### BRIEF
Starting with the line that contains "Target: stone figurine", copy out each line through the end of the entries below, exactly as written, and nothing else.

Recorded data
****************************************

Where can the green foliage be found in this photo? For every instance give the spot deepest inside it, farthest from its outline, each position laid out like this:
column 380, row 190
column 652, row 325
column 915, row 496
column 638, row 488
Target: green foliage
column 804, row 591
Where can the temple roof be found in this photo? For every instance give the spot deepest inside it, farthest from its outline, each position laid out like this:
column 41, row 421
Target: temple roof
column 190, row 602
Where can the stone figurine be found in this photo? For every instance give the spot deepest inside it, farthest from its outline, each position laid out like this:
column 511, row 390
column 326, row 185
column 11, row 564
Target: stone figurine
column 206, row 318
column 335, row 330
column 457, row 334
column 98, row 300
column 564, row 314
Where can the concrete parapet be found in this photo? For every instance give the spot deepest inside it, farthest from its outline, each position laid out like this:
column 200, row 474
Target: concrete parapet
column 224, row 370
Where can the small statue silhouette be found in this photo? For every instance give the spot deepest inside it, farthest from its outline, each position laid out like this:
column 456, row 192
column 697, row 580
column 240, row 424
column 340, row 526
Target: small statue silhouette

****************************************

### THE COMPLETED TASK
Target: stone figurine
column 206, row 318
column 335, row 330
column 457, row 334
column 98, row 300
column 564, row 314
Where can the concrete parapet be found in this photo? For every instance give the spot deepest inside it, farthest from its outline, each position laid out like this:
column 200, row 474
Target: concrete parapet
column 224, row 370
Where can the small statue silhouette be found in this photo? For every instance give the spot deepest inside it, farthest from its outline, each position laid out like this:
column 456, row 192
column 697, row 580
column 240, row 424
column 340, row 526
Target: small statue silhouette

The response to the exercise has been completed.